• **Brief**: Output the lines between the line containing "Target: grey concrete floor" and the line containing "x=231, y=69", both included, as a JSON list of strings with one string per line, leaving out any blank lines.

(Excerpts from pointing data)
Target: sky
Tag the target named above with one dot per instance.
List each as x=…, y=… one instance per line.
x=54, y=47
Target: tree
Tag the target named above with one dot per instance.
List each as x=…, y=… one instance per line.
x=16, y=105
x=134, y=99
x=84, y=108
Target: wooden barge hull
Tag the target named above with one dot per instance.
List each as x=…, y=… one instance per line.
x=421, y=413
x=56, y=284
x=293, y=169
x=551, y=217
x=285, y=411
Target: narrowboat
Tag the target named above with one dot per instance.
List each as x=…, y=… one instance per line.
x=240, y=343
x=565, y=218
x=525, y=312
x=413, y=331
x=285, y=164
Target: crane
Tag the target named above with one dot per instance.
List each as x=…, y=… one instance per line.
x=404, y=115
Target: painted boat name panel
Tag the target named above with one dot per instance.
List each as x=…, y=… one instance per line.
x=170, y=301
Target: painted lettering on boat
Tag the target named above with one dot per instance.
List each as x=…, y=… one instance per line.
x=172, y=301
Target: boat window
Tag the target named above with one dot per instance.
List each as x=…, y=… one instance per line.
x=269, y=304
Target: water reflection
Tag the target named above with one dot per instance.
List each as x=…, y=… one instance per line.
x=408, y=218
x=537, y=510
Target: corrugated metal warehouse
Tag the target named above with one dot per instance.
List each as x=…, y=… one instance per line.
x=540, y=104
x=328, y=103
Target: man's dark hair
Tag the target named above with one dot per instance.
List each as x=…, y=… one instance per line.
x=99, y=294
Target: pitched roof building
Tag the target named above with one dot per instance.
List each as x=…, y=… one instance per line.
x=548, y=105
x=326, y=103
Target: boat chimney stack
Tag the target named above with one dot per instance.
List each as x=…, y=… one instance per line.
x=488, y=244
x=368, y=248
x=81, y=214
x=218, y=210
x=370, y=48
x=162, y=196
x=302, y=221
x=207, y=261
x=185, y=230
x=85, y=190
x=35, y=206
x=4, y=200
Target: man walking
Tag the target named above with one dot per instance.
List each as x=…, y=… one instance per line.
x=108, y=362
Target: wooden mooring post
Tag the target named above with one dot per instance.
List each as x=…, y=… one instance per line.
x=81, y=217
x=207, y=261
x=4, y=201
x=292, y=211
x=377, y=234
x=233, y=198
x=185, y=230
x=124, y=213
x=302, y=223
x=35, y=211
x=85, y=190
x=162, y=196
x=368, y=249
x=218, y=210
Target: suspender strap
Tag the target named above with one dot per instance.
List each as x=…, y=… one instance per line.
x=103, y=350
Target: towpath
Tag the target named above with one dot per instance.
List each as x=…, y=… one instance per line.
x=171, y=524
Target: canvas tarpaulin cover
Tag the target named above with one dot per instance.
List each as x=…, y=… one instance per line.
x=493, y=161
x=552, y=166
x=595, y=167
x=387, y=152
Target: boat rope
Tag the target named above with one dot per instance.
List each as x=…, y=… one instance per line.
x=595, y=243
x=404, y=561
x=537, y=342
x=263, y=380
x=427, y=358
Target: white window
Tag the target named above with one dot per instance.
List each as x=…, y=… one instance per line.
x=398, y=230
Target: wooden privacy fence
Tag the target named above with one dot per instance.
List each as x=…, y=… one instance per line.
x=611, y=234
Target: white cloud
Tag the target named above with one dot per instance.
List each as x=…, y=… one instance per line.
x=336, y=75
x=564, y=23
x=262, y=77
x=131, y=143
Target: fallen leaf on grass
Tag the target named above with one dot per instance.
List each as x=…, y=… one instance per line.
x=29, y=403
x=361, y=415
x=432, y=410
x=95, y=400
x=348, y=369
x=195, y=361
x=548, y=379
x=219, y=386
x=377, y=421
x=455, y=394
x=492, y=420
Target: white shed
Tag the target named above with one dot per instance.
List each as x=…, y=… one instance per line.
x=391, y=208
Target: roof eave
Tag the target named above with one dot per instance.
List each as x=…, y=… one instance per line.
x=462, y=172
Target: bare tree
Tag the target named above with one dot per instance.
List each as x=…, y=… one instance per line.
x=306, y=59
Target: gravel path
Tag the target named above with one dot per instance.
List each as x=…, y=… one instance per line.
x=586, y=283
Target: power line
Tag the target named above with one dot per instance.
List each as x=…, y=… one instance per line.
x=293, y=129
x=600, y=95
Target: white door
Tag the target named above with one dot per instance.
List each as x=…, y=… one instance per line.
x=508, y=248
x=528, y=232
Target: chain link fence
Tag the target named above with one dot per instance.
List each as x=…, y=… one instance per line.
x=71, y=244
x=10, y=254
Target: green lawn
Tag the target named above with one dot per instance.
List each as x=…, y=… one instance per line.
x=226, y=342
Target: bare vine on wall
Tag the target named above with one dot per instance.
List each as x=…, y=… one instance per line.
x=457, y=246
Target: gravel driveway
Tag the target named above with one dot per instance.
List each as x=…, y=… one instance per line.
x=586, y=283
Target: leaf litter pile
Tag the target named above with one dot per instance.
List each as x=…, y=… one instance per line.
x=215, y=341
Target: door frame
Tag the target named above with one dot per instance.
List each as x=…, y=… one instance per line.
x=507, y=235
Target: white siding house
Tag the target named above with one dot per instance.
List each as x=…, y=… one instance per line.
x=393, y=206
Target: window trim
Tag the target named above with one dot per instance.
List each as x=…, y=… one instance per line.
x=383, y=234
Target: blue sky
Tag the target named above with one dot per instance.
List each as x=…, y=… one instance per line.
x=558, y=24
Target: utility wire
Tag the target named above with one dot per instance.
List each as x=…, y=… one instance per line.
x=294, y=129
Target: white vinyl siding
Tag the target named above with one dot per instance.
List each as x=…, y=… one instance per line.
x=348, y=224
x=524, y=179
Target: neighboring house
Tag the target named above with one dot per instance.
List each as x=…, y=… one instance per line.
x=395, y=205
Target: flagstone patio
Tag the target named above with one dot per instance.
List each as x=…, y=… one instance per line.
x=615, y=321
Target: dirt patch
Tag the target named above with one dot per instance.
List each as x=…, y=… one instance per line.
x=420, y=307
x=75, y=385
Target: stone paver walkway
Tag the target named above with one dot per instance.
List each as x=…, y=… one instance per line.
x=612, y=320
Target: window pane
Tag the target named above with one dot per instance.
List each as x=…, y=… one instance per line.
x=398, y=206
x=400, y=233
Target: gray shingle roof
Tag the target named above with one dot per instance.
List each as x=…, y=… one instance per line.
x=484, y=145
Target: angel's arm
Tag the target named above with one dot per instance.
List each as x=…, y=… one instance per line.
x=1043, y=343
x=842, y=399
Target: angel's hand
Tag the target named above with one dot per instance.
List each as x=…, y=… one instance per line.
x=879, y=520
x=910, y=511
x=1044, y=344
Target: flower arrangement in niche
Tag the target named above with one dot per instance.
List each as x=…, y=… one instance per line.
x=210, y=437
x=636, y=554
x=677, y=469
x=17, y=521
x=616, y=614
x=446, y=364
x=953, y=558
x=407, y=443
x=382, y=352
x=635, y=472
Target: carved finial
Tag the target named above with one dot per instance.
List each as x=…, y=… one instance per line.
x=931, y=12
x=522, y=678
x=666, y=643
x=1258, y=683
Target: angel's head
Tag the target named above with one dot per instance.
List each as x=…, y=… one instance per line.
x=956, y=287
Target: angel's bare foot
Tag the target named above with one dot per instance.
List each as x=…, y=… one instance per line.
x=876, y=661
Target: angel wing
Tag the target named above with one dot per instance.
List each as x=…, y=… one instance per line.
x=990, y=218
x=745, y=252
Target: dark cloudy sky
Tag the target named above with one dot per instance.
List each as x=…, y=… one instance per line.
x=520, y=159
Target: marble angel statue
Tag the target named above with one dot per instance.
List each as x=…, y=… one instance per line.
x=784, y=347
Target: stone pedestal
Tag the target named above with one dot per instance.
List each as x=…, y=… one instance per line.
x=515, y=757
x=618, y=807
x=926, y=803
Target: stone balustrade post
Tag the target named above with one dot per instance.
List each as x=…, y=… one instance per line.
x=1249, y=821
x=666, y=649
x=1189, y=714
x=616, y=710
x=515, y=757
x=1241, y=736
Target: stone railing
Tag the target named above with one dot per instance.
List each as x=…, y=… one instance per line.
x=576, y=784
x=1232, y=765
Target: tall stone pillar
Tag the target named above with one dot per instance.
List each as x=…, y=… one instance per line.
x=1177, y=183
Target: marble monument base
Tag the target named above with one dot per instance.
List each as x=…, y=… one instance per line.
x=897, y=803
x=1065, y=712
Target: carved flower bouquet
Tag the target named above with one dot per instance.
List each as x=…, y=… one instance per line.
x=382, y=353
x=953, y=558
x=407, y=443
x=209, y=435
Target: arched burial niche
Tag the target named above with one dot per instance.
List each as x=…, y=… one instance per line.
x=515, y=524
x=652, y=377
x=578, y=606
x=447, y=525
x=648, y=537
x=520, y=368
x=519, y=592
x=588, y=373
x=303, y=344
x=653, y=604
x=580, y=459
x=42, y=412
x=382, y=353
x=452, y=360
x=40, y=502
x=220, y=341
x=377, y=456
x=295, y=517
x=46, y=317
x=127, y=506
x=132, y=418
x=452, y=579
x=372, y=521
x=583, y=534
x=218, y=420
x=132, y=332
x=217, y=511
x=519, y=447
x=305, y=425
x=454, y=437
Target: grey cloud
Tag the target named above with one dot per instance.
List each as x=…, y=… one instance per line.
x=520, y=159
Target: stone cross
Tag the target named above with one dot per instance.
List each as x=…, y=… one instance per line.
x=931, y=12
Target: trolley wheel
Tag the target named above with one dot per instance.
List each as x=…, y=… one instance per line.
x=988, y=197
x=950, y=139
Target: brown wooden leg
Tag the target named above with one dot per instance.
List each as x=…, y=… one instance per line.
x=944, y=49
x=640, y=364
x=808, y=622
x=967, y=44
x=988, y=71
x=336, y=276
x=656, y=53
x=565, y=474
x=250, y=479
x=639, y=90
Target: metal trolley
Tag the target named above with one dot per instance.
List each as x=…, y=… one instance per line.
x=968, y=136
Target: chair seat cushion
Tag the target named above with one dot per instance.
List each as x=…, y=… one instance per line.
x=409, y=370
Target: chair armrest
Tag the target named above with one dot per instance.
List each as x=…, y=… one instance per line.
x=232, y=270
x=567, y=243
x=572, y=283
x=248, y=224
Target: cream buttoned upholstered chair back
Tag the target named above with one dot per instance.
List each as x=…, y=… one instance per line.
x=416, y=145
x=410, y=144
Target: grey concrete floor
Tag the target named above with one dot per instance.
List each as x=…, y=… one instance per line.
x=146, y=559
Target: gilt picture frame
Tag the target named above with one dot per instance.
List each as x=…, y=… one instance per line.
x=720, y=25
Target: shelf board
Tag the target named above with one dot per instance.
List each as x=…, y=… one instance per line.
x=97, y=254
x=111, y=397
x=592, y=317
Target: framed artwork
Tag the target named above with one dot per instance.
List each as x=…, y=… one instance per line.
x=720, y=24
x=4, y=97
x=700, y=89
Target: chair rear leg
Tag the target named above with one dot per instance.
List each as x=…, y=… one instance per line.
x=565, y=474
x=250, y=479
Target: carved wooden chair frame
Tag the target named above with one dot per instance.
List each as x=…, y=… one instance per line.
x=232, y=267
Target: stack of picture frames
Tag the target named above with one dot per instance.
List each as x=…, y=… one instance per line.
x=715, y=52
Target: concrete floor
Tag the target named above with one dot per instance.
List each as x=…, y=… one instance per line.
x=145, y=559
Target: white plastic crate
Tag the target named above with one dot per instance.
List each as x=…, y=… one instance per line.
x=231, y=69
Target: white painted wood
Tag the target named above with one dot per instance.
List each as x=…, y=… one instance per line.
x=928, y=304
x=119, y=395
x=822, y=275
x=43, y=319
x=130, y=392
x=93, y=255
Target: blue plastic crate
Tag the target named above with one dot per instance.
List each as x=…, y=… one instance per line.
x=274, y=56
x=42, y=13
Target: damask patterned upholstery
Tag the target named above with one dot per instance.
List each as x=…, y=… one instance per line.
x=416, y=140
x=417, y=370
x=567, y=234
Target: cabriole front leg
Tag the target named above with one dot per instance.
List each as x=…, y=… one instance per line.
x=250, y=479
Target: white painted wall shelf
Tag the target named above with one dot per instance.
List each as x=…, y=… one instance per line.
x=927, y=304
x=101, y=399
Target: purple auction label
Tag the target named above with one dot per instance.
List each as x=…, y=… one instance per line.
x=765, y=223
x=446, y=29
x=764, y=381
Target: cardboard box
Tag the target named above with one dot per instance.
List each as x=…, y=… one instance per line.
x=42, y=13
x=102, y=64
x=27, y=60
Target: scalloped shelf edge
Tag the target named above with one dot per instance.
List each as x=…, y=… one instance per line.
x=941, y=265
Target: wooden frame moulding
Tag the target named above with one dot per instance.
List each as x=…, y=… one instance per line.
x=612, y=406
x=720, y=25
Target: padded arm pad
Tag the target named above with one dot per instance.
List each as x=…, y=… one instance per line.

• **The output**:
[
  "Target: grey concrete floor",
  "Tag the target named above with one dot per instance.",
  "List each as x=…, y=… one instance per line.",
  "x=146, y=559",
  "Target: gilt picture frame",
  "Tag the target named above with one dot per instance.",
  "List each as x=…, y=… one instance per line.",
  "x=720, y=25",
  "Target: shelf board",
  "Tag the target named above with one dot per instance.",
  "List each as x=…, y=… one instance per line.",
  "x=97, y=254",
  "x=111, y=397",
  "x=592, y=317",
  "Target: framed artwork",
  "Tag the target named above with one dot per instance.",
  "List each as x=…, y=… one instance per line.",
  "x=720, y=24",
  "x=4, y=97",
  "x=700, y=89",
  "Target: chair rear leg",
  "Tag the target named above with one dot per instance.",
  "List each as x=…, y=… one instance per line.",
  "x=565, y=474",
  "x=250, y=479",
  "Target: carved wooden chair frame",
  "Tag the target named above with one dot per instance.",
  "List each as x=…, y=… one instance per line.",
  "x=232, y=267",
  "Target: stack of picture frames",
  "Tag the target named above with one dot per instance.",
  "List each as x=…, y=… one instance per line.",
  "x=715, y=52",
  "Target: concrete floor",
  "Tag the target named above with one dot per instance.",
  "List each as x=…, y=… one instance per line.",
  "x=145, y=559",
  "Target: white plastic crate",
  "Tag the target named above with one dot per instance.",
  "List each as x=…, y=… one instance per line.",
  "x=231, y=69"
]